Re: Unlogged relation copy is not fsync'd

From: Heikki Linnakangas <hlinnaka(at)iki(dot)fi>
To: Robert Haas <robertmhaas(at)gmail(dot)com>
Cc: pgsql-hackers <pgsql-hackers(at)postgresql(dot)org>
Subject: Re: Unlogged relation copy is not fsync'd
Date: 2023-09-15 11:47:45
Message-ID: 58effc10-c160-b4a6-4eb7-384e95e6f9e3@iki.fi
Views: Raw Message | Whole Thread | Download mbox | Resend email
Thread:
Lists: pgsql-hackers

On 05/09/2023 21:20, Robert Haas wrote:
> In other words, somehow it feels like we ought to be trying to defer
> the fsync here until a clean shutdown actually occurs, instead of
> performing it immediately.

+1

> Admittedly, the bookkeeping seems like a problem, so maybe this is
> the best we can do, but it's clearly worse than what we do in other
> cases.
I think we can do it, I have been working on a patch along those lines
on the side. But I want to focus on a smaller, backpatchable fix in this
thread.

Thinking about this some more, I think this is still not 100% correct,
even with the patch I posted earlier:

> /*
> * When we WAL-logged rel pages, we must nonetheless fsync them. The
> * reason is that since we're copying outside shared buffers, a CHECKPOINT
> * occurring during the copy has no way to flush the previously written
> * data to disk (indeed it won't know the new rel even exists). A crash
> * later on would replay WAL from the checkpoint, therefore it wouldn't
> * replay our earlier WAL entries. If we do not fsync those pages here,
> * they might still not be on disk when the crash occurs.
━━━━
WHAT IS ASKED:
1. From the message about unlogged relation copies, list every option shown on its "Views:" line.
2. In the message about unlogged relation copies, what kind of fix does the writer want to focus on in this thread?
3. Please write the next part of the message about unlogged relation copies, picking up after its final line.

SUPPLIED INFORMATION:
━━━━
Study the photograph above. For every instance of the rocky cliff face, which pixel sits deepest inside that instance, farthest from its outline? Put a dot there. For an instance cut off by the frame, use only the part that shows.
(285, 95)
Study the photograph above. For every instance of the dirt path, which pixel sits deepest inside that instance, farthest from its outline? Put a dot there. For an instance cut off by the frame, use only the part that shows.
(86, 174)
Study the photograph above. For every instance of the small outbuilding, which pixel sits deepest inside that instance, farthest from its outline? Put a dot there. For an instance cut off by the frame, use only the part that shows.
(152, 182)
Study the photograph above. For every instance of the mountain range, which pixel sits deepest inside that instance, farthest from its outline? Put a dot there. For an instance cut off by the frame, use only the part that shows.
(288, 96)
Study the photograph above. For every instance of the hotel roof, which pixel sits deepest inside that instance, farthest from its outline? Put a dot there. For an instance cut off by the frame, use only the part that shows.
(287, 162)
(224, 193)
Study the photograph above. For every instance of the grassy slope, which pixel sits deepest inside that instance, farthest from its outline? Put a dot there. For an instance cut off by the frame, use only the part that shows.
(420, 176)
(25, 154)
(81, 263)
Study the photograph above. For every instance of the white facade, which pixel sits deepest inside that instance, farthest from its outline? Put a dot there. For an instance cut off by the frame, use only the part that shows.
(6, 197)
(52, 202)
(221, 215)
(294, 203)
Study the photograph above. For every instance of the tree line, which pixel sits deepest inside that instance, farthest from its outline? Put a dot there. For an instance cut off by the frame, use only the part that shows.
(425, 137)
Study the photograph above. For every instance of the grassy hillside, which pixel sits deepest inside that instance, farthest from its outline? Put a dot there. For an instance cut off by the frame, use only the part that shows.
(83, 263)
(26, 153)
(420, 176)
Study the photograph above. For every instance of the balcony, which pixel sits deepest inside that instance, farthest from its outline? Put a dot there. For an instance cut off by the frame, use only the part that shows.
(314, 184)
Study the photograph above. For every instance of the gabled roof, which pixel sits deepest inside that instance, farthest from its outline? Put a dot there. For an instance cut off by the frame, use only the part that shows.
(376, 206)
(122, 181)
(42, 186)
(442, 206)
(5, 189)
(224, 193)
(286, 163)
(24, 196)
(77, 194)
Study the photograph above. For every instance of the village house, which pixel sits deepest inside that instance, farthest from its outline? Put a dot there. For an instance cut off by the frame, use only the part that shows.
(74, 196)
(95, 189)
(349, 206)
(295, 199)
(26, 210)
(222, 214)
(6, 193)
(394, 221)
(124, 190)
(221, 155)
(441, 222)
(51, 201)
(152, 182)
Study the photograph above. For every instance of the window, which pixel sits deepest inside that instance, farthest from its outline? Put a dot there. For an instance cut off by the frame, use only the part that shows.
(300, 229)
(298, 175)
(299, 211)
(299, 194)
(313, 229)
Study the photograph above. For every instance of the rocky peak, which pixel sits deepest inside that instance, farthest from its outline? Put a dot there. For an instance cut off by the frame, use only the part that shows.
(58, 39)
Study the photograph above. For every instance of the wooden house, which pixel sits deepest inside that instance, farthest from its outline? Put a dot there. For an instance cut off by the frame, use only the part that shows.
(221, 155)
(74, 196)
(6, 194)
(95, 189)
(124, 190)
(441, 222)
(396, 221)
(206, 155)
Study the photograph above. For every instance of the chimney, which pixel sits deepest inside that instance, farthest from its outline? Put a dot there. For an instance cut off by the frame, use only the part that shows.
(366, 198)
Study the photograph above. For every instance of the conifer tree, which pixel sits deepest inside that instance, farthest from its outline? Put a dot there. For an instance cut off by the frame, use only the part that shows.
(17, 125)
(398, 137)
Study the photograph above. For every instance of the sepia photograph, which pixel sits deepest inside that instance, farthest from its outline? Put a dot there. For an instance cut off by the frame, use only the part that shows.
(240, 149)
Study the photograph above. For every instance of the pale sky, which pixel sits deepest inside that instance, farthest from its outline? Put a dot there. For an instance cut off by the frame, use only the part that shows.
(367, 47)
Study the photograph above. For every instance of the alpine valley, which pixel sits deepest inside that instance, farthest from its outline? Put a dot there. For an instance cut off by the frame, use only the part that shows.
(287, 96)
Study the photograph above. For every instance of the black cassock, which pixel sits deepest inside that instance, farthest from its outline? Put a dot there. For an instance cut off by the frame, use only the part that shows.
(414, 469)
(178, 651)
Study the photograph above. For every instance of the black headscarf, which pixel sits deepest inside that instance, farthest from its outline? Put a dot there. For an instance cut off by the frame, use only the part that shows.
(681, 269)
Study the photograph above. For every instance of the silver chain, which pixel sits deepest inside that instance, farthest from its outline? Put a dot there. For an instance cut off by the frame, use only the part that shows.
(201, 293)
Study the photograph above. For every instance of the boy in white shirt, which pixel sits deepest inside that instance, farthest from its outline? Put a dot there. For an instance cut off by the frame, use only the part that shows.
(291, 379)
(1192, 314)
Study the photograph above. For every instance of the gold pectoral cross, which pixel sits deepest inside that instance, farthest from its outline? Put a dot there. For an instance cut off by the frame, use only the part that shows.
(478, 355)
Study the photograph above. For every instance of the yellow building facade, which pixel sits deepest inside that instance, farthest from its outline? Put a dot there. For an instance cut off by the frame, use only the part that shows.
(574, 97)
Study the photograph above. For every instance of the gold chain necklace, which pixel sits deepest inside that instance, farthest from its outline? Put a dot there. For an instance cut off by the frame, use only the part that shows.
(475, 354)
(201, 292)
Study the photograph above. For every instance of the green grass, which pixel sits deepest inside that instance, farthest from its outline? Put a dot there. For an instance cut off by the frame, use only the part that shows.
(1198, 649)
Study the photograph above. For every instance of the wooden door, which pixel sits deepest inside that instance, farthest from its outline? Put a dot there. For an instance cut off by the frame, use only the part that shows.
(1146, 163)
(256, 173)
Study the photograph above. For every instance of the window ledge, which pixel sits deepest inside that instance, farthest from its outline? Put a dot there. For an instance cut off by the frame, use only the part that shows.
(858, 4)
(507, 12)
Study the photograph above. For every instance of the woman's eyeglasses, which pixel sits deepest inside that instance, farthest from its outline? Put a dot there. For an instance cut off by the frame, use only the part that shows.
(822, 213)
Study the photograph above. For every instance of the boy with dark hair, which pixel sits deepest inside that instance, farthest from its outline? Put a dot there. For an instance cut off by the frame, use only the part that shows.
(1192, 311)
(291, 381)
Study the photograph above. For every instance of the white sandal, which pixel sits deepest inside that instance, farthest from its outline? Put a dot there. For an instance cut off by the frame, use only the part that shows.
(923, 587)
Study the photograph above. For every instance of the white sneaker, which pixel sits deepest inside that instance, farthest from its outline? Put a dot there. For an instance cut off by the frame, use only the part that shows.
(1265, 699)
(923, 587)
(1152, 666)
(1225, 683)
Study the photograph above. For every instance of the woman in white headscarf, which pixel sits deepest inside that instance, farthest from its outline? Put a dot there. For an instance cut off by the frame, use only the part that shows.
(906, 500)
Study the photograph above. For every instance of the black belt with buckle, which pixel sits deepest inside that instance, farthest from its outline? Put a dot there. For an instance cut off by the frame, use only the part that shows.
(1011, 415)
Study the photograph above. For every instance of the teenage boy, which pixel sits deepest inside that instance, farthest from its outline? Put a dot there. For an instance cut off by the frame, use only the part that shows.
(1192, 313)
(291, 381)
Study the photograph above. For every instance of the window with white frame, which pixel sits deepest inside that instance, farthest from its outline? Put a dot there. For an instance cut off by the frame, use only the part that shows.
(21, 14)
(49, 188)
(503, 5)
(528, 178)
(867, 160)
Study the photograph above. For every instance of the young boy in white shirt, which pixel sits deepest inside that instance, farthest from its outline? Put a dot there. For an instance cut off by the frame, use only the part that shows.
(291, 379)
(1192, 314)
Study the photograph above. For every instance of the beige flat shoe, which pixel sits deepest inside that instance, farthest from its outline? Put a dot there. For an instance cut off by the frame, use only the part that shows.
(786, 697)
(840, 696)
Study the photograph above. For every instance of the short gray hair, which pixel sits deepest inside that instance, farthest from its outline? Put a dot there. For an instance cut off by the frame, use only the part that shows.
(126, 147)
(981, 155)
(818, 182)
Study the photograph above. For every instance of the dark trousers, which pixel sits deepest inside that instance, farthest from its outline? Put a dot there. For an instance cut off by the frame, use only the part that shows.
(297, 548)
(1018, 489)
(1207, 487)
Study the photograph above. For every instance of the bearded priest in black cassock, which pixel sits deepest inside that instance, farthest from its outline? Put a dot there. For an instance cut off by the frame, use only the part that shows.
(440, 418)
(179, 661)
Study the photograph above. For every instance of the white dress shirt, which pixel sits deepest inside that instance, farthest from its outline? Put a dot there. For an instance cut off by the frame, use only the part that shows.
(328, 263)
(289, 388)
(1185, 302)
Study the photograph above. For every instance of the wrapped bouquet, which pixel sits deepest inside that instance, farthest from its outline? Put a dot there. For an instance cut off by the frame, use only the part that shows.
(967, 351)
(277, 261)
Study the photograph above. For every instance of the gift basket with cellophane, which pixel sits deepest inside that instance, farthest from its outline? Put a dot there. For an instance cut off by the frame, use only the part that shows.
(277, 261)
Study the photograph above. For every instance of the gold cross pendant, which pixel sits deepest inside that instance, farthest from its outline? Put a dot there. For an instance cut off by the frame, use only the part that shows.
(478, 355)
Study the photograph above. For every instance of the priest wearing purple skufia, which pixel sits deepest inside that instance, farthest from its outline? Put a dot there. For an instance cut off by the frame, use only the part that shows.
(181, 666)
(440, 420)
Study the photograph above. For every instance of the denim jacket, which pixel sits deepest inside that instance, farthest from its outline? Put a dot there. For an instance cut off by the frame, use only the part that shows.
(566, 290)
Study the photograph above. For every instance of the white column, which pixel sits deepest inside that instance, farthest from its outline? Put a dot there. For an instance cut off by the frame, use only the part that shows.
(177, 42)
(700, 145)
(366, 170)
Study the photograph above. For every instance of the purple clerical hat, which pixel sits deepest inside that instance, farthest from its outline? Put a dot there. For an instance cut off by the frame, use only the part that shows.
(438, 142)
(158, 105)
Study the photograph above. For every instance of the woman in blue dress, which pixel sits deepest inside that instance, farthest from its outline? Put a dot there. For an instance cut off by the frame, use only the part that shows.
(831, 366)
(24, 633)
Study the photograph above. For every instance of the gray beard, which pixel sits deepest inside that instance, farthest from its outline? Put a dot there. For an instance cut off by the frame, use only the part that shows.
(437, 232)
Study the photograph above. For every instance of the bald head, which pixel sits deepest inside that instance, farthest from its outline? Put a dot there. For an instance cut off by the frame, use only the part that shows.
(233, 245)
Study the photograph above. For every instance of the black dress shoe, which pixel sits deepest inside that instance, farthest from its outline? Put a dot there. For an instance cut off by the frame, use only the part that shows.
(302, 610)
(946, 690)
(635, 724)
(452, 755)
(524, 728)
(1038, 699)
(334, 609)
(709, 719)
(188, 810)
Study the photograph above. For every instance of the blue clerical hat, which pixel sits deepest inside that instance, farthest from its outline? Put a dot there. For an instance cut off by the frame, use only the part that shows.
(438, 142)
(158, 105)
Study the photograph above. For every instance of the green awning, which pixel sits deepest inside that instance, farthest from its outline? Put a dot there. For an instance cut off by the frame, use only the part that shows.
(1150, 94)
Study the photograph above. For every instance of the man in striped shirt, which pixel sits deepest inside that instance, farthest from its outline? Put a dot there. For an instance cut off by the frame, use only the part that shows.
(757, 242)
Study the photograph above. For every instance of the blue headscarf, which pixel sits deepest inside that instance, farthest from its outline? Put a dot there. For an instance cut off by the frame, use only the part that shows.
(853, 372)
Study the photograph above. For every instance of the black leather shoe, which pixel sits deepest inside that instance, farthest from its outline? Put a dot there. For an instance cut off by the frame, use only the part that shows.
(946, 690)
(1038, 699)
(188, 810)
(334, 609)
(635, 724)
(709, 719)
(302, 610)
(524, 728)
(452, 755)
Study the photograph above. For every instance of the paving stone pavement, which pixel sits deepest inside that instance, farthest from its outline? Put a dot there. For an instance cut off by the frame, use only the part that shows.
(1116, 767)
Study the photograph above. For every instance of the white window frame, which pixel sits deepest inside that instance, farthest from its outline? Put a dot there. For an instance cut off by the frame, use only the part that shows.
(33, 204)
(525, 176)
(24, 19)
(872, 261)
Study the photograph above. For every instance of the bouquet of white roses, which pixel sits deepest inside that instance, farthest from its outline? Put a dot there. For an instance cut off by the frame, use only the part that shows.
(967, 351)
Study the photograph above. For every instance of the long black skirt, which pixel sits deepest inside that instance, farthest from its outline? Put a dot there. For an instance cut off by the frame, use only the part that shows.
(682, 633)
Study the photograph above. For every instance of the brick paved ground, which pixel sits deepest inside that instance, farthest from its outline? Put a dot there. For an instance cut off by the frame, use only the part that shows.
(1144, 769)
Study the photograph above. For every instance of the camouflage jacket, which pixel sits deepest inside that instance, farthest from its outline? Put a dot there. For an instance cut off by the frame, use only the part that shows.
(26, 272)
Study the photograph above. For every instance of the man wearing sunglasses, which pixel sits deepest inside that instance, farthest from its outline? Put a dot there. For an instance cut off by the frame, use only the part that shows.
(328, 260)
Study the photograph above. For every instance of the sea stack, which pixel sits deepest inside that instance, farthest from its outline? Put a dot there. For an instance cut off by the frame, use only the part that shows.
━━━━
RESPONSES FOR EACH TASK:
1. Raw Message, Download mbox, Whole Thread, Resend email

2. A smaller, backpatchable fix.

3.
> */
> if (use_wal || relpersistence == RELPERSISTENCE_UNLOGGED)
> smgrimmedsync(dst, forkNum);

Let's walk through each case one by one:

1. Temporary table. No fsync() needed. This is correct.

2. Unlogged rel, main fork. Needs to be fsync'd, because we skipped WAL,
and also because we bypassed the buffer manager. Correct.

3. Unlogged rel, init fork. Needs to be fsync'd, even though we
WAL-logged it, because we bypassed the buffer manager. Like the comment
explains. This is now correct with the patch.

4. Permanent rel, use_wal == true. Needs to be fsync'd, even though we
WAL-logged it, because we bypassed the buffer manager. Like the comment
explains. Correct.

5. Permanent rel, use_wal == false. We skip fsync, because it means that
it's a new relation, so we have a sync request pending for it. (An
assertion for that would be nice). At the end of transaction, in
smgrDoPendingSyncs(), we will either fsync it or we will WAL-log all the
pages if it was a small relation. I believe this is *wrong*. If
smgrDoPendingSyncs() decides to WAL-log the pages, we have the same race
condition that's explained in the comment, because we bypassed the
buffer manager:

1. RelationCopyStorage() copies some of the pages.
2. Checkpoint happens, which fsyncs the relation (smgrcreate()
registered a dirty segment when the relation was created)
3. RelationCopyStorage() copies the rest of the pages.
4. smgrDoPendingSyncs() WAL-logs all the pages.
5. Another checkpoint happens. It does *not* fsync the relation.
6. Crash.

WAL replay will not see the WAL-logged pages, because they were
WAL-logged before the last checkpoint. And the contents were not fsync'd
either.

In other words, we must do smgrimmedsync() here for permanent relations,
even if use_wal==false, because we bypassed the buffer manager. Same
reason we need to do it with use_wal==true.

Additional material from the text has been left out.